** 対象本文 **
+ + + + + + +

【増改築禁止特約の違反による解除の効力(裁判例集約)】

1 増改築禁止特約違反による解除の効力(総論)
2 賃貸用の改造+2階部分増築と解除(無効判例)
3 工場の廃業後の賃貸用改造と解除(無効判例)
4 焼失後の建築と解除(無効判例)
5 焼失後の新築と解除(無効裁判例)
6 改築の承諾を超える違法増築と解除(無効裁判例)
7 和解内容を超える補修工事と解除(無効裁判例)
8 築27年の木造建物の増改築と解除(無効裁判例)
9 累計4回の増改築と解除(無効裁判例)
10 裁判所の検証・鑑定直前の大修繕と解除(有効裁判例)

1 増改築禁止特約違反による解除の効力(総論)

借地人が増改築禁止特約に違反した工事を行う実例は多いです。
形式的に違反であっても解除は大幅に制限されます。
詳しくはこちら|借地契約の増改築禁止特約の有効性と違反への解除の効力
本記事では,多くの事例と,裁判所の解除の効力の判断を紹介します。

2 賃貸用の改造+2階部分増築と解除(無効判例)

最初に,賃貸用(収益物件)に改造したという事例を紹介します。

<賃貸用の改造+2階部分増築と解除(無効判例)>

あ 前提事情

増改築禁止特約があった
地主の承諾なく借地人が建物の増改築を行った
地主が解除の通知をした

い 増改築の内容

居住用建物の一部の根太などを交換した
2階部分を拡張した
アパート用居室として他人に賃貸するように改造した
居住用普通建物としては工事の前後で変化はなかった

う 解除の効力の判断

信頼関係を破壊しない
→解除の効力を生じない
※最高裁昭和41年4月21日

3 工場の廃業後の賃貸用改造と解除(無効判例)

これも賃貸用への改造が行われた事例です。

<工場の廃業後の賃貸用改造と解除(無効判例)>

あ 前提事情

増改築禁止特約があった

い 増改築に至る経緯

借地人は金属くずの回収加工販売業を行っていた
借地上に工場用建物があった
借地人の事業は経営不振となった
建物の賃貸により収入を得ることを考えた
借地人は増改築を行った

う 増改築の内容

建物内に間仕切りを作った
中2階の柱の上部に新たな柱を継いだ
2階建に改造した
4世帯分の店舗兼居室とした

え 地主による解除

地主は解除を通知した

お 解除の効力の判断(前提)

+ + + + + + +

** 提供資料 **
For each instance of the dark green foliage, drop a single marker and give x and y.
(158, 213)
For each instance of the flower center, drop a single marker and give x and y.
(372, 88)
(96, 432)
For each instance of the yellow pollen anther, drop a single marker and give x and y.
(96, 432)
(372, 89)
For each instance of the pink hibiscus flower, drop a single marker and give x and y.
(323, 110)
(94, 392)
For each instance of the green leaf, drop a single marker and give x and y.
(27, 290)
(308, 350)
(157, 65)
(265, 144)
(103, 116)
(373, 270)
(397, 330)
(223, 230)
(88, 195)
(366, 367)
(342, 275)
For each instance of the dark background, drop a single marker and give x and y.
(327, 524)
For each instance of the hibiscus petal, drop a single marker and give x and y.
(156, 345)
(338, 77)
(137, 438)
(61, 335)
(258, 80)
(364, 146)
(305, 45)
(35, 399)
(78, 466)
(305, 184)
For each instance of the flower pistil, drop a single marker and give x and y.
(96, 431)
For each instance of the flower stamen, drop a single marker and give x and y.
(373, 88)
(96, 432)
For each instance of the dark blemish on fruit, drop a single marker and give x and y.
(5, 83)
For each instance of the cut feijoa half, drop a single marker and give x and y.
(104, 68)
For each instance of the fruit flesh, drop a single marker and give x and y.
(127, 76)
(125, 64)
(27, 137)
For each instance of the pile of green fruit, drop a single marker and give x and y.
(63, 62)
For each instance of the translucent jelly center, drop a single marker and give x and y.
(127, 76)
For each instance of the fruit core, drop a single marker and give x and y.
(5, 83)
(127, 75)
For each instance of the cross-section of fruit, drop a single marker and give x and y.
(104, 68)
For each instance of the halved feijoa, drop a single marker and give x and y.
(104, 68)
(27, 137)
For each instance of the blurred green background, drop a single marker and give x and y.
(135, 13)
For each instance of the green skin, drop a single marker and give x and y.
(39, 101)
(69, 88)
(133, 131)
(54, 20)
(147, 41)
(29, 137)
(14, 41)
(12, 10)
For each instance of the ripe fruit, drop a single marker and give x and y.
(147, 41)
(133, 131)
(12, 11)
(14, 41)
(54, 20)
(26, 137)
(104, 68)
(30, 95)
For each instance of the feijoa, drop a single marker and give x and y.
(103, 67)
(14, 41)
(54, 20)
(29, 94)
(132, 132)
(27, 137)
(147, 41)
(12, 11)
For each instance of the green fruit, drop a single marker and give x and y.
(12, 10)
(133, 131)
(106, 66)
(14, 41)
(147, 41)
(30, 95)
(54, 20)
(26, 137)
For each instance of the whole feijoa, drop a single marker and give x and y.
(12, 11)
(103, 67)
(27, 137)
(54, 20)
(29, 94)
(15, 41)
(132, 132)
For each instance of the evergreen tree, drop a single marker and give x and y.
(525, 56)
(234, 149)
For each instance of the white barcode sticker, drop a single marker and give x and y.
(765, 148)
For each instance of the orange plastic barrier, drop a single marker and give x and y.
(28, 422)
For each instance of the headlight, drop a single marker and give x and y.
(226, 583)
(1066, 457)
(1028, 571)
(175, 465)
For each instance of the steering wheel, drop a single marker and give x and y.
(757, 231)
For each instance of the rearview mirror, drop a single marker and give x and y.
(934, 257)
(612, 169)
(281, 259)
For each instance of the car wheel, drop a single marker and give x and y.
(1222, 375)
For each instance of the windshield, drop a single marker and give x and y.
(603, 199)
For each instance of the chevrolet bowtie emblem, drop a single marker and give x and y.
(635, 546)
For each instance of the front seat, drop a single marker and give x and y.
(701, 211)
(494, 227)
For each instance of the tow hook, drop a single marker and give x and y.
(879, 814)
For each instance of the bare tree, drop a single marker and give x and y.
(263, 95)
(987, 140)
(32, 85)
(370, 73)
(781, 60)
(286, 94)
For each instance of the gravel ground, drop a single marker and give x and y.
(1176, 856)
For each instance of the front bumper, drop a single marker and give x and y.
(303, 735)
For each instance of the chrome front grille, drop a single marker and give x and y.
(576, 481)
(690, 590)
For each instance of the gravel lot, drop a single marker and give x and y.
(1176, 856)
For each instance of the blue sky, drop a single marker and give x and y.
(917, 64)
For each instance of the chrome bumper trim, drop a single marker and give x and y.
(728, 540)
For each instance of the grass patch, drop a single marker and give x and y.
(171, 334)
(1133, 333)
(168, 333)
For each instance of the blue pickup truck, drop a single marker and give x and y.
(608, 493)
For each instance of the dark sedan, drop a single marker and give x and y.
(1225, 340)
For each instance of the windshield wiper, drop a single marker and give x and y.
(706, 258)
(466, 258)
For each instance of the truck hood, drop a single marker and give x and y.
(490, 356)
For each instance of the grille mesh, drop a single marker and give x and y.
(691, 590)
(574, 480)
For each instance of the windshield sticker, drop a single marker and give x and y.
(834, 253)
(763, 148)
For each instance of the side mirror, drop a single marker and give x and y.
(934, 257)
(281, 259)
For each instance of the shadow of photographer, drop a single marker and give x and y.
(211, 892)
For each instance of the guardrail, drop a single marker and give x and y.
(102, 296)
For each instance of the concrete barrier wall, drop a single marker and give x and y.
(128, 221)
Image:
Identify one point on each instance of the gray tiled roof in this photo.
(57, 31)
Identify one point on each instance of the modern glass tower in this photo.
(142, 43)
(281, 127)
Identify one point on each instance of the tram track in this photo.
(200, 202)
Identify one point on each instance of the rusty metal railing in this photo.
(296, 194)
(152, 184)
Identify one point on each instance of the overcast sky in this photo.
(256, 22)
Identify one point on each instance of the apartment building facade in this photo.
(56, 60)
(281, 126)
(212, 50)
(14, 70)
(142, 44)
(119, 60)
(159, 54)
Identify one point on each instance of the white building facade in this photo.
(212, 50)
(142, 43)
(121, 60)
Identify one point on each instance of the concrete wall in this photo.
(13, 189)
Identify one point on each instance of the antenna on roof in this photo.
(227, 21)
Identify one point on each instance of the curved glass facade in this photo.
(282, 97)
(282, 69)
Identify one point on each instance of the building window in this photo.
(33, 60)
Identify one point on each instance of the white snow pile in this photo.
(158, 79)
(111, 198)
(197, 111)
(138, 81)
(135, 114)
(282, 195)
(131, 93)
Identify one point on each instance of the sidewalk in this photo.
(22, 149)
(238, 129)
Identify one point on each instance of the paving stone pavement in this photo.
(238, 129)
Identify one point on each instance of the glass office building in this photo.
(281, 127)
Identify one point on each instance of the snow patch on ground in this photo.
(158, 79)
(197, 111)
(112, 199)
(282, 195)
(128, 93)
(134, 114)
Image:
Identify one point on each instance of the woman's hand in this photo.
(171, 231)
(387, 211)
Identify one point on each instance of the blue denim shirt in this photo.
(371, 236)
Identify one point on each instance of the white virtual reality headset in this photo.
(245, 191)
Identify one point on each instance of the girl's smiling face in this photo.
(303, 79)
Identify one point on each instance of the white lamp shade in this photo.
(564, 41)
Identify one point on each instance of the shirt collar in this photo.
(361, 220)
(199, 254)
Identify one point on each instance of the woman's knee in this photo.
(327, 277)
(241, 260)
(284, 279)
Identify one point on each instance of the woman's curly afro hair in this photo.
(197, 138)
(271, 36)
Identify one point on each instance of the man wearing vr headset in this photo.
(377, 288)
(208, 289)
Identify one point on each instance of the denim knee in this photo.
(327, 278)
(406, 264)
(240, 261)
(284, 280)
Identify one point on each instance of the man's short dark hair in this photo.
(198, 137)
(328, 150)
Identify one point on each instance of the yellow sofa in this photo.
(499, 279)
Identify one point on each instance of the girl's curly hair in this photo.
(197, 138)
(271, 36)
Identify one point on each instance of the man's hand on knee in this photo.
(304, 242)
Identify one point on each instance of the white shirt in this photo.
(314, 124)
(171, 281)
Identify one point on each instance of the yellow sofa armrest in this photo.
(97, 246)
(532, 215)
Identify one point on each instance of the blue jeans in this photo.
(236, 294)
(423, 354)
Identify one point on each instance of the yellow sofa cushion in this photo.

+ + + + + + +

** 指示事項 **
a) 増改築禁止特約の記事について、次の問いに答えてください。
(i) 賃貸用の改造と2階部分の増築の事例で、末尾に示された最高裁の日付は何か。
(ii) 工場の廃業後の事例で、借地人が営んでいた事業は何か。
(iii) 同じ事例で、建物は何世帯分の店舗兼居室に改造されたか。
b) 増改築禁止特約の記事から、"6 改築の承諾を超える違法増築と解除(無効裁判例)"から"本記事では,多くの事例と,裁判所の解除の効力の判断を紹介します。"までの部分を一字一句変えずに抜き出してください。
c) 増改築禁止特約の記事を、本文の最後の行の後から書き継いでください。

** 解答 **
a)
(i) 昭和41年4月21日
(ii) 金属くずの回収加工販売業
(iii) 4世帯分

b)
6 改築の承諾を超える違法増築と解除(無効裁判例)
7 和解内容を超える補修工事と解除(無効裁判例)
8 築27年の木造建物の増改築と解除(無効裁判例)
9 累計4回の増改築と解除(無効裁判例)
10 裁判所の検証・鑑定直前の大修繕と解除(有効裁判例)

1 増改築禁止特約違反による解除の効力(総論)

借地人が増改築禁止特約に違反した工事を行う実例は多いです。
形式的に違反であっても解除は大幅に制限されます。
詳しくはこちら|借地契約の増改築禁止特約の有効性と違反への解除の効力
本記事では,多くの事例と,裁判所の解除の効力の判断を紹介します。

c)
ア 相当性 借地人の土地の通常の利用上相当である
イ 地主への影響 地主に著しい影響を及ぼさない
ウ 信頼関係の破壊 借地人の一家の経済的苦境を脱するために行われた
商業地域であるため店舗としての利用は相当である
工場と比べて地主に不利・有害な影響を及ぼさない
特約は利害の考慮によって設定したものではない
→信頼関係を破壊しない

え 解除の効力の判断(結論)

解除の効力を生じない
※最高裁昭和51年6月3日

4 焼失後の建築と解除(無効判例)

火災(戦災)により建物が焼失した後の再築が無断で行われたケースです。

<焼失後の建築と解除(無効判例)>

あ 前提事情

増改築禁止特約があった

い 建物の焼失

木造2階建延床面積約40坪の建物
敷地=約58坪
戦災により建物が焼失した

う 建物の建築

借地人は約17坪の木造平家建の居住用建物を建てた
その後,別棟の木造平家建居宅11坪を建てた

え 地主の主張

地主は解除を通知した
『う』が増改築禁止特約違反であると主張した

お 解除の効力の判断

信頼関係を破壊しない
→解除の効力を生じない
※最高裁昭和44年1月31日

5 焼失後の新築と解除(無効裁判例)

火災による建物の焼失の後の再築が無断で行われたケースです。

<焼失後の新築と解除(無効裁判例)>

あ 大修繕禁止の調停条項

『ア・イ』の事項が調停条項として定められていた
ア 建物の大修繕を禁止することイ 借地人が『ア』に違反した場合は借地権を放棄したものとみなすウ 『イ』の場合,地主は直ちに建物収去土地明渡を請求できる

い 建物焼失後の建築

火災により建物の大部分が焼失した
借地人は,焼け残った材料を用いて建物を築造した

う 調停条項違反の判断(肯定)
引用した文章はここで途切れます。